__課題 1__: ページ抜粋のうち、「割高感の解消は概ね完了、業績悪化を織り込む調整最終局面」から「て調整を余儀なくされました。」までを一字も変えずに書き写す。
__課題 2__: 次の(a)〜(c)がページ抜粋の内容と合っているか、それぞれ「はい」か「いいえ」で答え、判断の決め手となる本文の語句をそのまま引用してください。(a) S&P500の史上最高値は1月3日の4,796ポイントである。(b) 調整の最大の原因は米国の利下げ観測である。(c) 足元では米国債利回りが上昇を続けている。
__課題 3__: ページ抜粋の「POINT」の下に箇条書きで挙げられた項目をすべて書き出す。

__ページ抜粋__:
割高感の解消は概ね完了、業績悪化を織り込む調整最終局面
POINT
- 好調推移も今年に入り大きく調整
- 米景気減速への警戒
- 今後の業績動向に注意
昨年末頃までは好調に推移していた米国株式ですが、今年に入って以降は大きく調整しており、S&P500の直近安値(3,666ポイント、6/16)は、史上最高値(4,796ポイント、1/3)から▲23.6%の調整となりました。調整の最大の原因は米利上げ加速観測と、それに伴って米国債利回りが急上昇したことです。昨年までの上昇で割高感が見られたハイテク銘柄などが、金利上昇を受けて調整を余儀なくされました。
一方、足元では、米景気減速への警戒から、今後の利上げペースの減速などが予想され始めており、米国債利回りが頭打ちとなっています。一方、利上げやインフレによって米景気が減速し、企業業績が悪化するとのニュースが増え始めており、足元の最大の関心事になっています。

__表示資料__:

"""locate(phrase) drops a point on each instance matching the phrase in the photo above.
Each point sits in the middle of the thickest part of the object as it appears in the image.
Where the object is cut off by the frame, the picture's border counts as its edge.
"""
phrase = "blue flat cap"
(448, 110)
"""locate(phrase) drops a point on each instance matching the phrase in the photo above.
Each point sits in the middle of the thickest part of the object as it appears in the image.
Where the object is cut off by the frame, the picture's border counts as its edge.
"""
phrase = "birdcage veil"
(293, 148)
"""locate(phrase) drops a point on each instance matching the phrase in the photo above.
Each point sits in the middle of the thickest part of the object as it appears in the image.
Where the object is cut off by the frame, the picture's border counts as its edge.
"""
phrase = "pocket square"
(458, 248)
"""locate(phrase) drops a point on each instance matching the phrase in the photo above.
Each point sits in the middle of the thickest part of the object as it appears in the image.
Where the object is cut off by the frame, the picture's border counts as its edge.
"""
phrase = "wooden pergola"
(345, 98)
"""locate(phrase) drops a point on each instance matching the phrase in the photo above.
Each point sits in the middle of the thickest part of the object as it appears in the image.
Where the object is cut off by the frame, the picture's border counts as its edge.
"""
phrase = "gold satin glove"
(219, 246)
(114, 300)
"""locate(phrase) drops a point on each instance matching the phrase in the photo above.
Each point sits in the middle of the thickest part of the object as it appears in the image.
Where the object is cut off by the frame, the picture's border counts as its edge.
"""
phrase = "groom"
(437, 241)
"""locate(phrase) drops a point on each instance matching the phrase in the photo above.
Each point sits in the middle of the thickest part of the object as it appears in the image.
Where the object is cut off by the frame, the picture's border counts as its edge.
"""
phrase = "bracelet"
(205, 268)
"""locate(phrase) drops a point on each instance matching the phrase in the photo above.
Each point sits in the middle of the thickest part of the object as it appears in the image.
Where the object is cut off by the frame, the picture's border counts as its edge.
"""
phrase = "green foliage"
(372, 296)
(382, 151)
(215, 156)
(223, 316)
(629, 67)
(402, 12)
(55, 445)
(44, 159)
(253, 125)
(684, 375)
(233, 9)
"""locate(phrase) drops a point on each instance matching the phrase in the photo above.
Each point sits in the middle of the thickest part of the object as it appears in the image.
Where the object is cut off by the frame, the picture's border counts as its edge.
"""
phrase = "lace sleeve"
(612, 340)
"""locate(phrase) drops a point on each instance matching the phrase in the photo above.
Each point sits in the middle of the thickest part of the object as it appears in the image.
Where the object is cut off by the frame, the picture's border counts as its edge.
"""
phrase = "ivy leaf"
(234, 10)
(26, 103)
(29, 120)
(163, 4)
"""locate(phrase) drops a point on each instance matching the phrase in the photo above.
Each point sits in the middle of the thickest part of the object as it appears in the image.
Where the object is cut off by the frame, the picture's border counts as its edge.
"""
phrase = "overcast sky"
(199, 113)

__解答 1__:
割高感の解消は概ね完了、業績悪化を織り込む調整最終局面
POINT
- 好調推移も今年に入り大きく調整
- 米景気減速への警戒
- 今後の業績動向に注意
昨年末頃までは好調に推移していた米国株式ですが、今年に入って以降は大きく調整しており、S&P500の直近安値(3,666ポイント、6/16)は、史上最高値(4,796ポイント、1/3)から▲23.6%の調整となりました。調整の最大の原因は米利上げ加速観測と、それに伴って米国債利回りが急上昇したことです。昨年までの上昇で割高感が見られたハイテク銘柄などが、金利上昇を受けて調整を余儀なくされました。

__解答 2__:
(a) はい。「史上最高値(4,796ポイント、1/3)」
(b) いいえ。「調整の最大の原因は米利上げ加速観測と、それに伴って米国債利回りが急上昇したことです」
(c) いいえ。「米国債利回りが頭打ちとなっています」

__解答 3__:
- 好調推移も今年に入り大きく調整
- 米景気減速への警戒
- 今後の業績動向に注意